• **Textauszug**:
· · ·

Unter optischem Einfluss meines Jeannie-in-the-bottle-Looks driftete das Gespräch beim Abendessen ein wenig ins Esoterische ab. Da erklärte jemand, der Kinesiologie zu trauen, nachdem dadurch Schwermetallvergiftungen und Nahrungsmittelunverträglichkeiten bei ihr diagnostiziert worden seien. Sie erklärte munter weiter. Der Kinesiologe habe ihr Schalen mit Lebensmitteln vorgehalten und sie gebeten, ihren Arm zur Seite zu strecken. Dann habe er mit seinen Fingern von oben den Arm nach unten gedrückt und sie musste dagegenhalten, so dass der Arm in der Horizontalen blieb. Gerader Arm ist gut.
Soweit folgte ich, mit verschränkten Beinen in meiner Pluderhose sitzend, der Erklärung eher minder interessiert. Dann ging die Geschichte aber weiter: Wenn Lebensmittel, die sie nicht verträgt, in der Schale liegen, kann sie dem Druck der Kinesiologenfinger nicht standhalten und der Arm sinkt nach unten. An dieser Stelle musste ich, dem täuschenden Alternativkleidungsstil und neutralem Gesicht zum Trotz, laut lachen. Ich forderte den Test ein.

· · ·

(Gespeicherte Datensätze)
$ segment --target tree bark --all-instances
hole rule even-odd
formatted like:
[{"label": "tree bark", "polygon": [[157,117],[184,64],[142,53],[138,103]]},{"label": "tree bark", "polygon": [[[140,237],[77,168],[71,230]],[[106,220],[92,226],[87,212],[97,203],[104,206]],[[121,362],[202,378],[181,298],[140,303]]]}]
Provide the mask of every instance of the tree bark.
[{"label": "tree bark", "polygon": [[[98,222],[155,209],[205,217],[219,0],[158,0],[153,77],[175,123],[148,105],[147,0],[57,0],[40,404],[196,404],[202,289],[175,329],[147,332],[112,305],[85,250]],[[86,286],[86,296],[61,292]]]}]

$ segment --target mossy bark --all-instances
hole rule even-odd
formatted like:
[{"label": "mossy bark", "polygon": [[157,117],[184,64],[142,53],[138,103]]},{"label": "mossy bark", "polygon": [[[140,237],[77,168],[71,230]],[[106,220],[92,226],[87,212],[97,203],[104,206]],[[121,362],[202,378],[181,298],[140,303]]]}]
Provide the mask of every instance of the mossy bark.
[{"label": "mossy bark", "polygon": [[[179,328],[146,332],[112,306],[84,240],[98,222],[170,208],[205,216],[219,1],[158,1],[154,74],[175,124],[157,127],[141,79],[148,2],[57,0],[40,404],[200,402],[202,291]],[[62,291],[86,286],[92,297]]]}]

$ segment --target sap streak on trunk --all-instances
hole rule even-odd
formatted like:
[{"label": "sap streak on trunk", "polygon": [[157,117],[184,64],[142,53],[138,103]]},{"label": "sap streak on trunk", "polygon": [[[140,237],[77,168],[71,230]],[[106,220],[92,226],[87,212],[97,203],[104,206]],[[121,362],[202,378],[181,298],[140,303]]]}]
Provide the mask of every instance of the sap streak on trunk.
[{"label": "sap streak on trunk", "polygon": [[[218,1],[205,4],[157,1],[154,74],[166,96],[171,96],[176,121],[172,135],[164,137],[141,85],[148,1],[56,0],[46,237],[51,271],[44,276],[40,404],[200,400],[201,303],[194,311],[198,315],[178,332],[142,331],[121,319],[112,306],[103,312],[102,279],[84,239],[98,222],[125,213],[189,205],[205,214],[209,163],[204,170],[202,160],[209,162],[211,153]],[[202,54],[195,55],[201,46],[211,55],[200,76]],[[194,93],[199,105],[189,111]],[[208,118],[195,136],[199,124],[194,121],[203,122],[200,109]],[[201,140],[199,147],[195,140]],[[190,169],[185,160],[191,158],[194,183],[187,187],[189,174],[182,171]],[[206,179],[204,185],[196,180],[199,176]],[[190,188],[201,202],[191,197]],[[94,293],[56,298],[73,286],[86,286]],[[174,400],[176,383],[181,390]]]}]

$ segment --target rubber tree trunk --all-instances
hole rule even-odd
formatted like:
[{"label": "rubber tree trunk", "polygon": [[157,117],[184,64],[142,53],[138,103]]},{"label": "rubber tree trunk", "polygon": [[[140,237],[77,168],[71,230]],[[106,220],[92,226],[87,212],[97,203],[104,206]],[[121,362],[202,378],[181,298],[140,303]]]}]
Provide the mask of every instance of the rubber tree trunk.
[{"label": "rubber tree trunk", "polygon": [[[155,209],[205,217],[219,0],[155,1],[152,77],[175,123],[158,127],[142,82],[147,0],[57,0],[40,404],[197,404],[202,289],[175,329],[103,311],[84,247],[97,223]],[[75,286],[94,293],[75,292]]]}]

· · ·

• **Aufgabenstellung**: Zählen Sie anhand des Textauszugs über die Kinesiologie alle Handlungen auf, die der Kinesiologe beim Test an der Erzählerin des Abendessens vornahm. Für die Bearbeitung braucht man die Datensätze nicht.

• **Lösung**:
- Er hielt ihr Schalen mit Lebensmitteln vor.
- Er bat sie, ihren Arm zur Seite zu strecken.
- Er drückte mit seinen Fingern den Arm von oben nach unten.